Page text:
● ● ●
The powerful bond of food and culture: ‘Dad’s Afghan recipes brought me home to myself’

There are certain foods that have the power to transport you.

Meals that take you back to a specific moment in your childhood. Smells and tastes and textures that remind you of places you have lived and people you love.

For those from ethnic minority groups in the UK, food can be a link to home, a force of connection and belonging, a celebration of heritage and history.

For Natasha Ahmed, a policy advisor from west London, her relationship with food and her Afghan heritage has been complex – and has changed over her lifetime.

She explains how her dad’s food helped her find her way back to herself and embrace her minority heritage in a stunning essay in the latest issue of literary review Bad Form.

‘My mum is Malaysian and my dad is Afghan,’ Natasha tells Metro.co.uk.
● ● ●
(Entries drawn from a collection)
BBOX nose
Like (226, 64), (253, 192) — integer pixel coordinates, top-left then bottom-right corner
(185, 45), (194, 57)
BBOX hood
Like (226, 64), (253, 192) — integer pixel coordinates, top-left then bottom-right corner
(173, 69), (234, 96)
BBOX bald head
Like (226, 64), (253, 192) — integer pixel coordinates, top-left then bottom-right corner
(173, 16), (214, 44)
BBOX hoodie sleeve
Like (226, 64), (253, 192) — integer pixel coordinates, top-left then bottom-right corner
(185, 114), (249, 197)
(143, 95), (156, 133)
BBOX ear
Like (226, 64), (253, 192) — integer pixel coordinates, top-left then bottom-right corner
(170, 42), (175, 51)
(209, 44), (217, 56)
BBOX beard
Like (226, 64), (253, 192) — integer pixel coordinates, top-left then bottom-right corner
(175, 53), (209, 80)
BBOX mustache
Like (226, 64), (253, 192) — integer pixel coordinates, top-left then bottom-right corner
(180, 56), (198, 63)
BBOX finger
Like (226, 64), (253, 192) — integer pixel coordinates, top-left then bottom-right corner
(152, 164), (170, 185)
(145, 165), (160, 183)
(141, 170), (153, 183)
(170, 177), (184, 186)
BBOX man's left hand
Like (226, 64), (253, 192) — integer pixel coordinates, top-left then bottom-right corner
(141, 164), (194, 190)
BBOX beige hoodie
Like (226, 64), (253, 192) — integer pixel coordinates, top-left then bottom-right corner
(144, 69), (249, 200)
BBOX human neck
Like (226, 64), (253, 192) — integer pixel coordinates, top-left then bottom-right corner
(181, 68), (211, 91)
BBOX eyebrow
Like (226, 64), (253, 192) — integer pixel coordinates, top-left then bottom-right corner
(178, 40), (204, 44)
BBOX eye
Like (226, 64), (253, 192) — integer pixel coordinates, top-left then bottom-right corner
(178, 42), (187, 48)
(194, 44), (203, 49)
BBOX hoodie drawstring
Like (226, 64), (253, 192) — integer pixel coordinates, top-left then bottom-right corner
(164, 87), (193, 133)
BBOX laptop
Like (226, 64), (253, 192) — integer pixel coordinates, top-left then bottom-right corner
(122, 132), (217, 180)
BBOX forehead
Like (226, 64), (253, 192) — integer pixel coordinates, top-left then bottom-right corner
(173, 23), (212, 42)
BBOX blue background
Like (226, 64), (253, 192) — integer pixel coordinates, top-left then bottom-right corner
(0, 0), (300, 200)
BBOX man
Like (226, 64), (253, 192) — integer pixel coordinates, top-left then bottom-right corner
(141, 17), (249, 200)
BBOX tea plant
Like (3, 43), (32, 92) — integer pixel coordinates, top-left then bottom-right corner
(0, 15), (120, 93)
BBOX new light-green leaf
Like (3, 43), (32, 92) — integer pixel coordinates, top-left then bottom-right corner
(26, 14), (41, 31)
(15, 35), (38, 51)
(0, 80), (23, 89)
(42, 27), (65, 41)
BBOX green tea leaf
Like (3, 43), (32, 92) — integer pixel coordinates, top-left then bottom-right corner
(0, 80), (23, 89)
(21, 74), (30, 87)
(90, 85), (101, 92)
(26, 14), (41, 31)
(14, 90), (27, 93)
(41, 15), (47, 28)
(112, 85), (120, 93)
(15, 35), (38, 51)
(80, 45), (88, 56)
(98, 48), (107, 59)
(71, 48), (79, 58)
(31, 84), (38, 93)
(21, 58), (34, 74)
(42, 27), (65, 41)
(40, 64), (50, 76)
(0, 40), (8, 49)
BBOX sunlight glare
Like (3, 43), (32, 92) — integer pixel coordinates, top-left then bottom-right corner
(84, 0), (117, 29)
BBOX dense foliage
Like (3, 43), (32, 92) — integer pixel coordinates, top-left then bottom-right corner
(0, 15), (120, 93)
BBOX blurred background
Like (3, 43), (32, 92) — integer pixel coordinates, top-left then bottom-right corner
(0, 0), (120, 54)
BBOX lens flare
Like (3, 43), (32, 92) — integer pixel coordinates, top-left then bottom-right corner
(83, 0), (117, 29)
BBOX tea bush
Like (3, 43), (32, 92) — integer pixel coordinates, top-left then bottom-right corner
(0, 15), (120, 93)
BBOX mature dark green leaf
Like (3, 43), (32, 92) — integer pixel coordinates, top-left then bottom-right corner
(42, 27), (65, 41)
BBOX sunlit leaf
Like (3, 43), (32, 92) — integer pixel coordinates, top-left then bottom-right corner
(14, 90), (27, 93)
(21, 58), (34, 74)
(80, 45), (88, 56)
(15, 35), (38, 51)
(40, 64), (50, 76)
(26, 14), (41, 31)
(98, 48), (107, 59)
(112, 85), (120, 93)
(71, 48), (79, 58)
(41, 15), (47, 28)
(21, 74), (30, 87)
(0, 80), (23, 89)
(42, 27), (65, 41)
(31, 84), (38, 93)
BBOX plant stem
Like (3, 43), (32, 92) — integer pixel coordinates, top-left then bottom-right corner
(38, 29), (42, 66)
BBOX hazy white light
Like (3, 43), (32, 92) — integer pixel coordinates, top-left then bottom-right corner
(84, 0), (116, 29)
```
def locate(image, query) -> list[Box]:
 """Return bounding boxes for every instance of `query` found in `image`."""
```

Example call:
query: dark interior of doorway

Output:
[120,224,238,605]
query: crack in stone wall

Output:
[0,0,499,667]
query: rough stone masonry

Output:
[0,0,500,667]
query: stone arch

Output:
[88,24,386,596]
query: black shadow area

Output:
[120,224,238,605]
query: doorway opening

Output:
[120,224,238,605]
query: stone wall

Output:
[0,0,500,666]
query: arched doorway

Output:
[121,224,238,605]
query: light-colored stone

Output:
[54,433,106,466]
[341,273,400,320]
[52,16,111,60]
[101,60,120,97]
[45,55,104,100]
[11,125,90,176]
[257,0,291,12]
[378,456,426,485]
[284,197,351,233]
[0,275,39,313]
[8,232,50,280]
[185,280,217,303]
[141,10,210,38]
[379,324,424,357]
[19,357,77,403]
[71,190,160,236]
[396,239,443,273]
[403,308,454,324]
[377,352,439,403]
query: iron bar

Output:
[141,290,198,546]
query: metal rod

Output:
● ● ●
Required actions:
- 1) In the article on food and culture, what work does Natasha Ahmed do?
- 2) Using the article on food and culture, explain why certain foods have the power to transport you.
The items come from a source separate from the article.

Answer list:
- 1) She is a policy advisor.

- 2) Such meals take you back to a specific moment in your childhood. Their smells, tastes and textures remind you of places you have lived and people you love.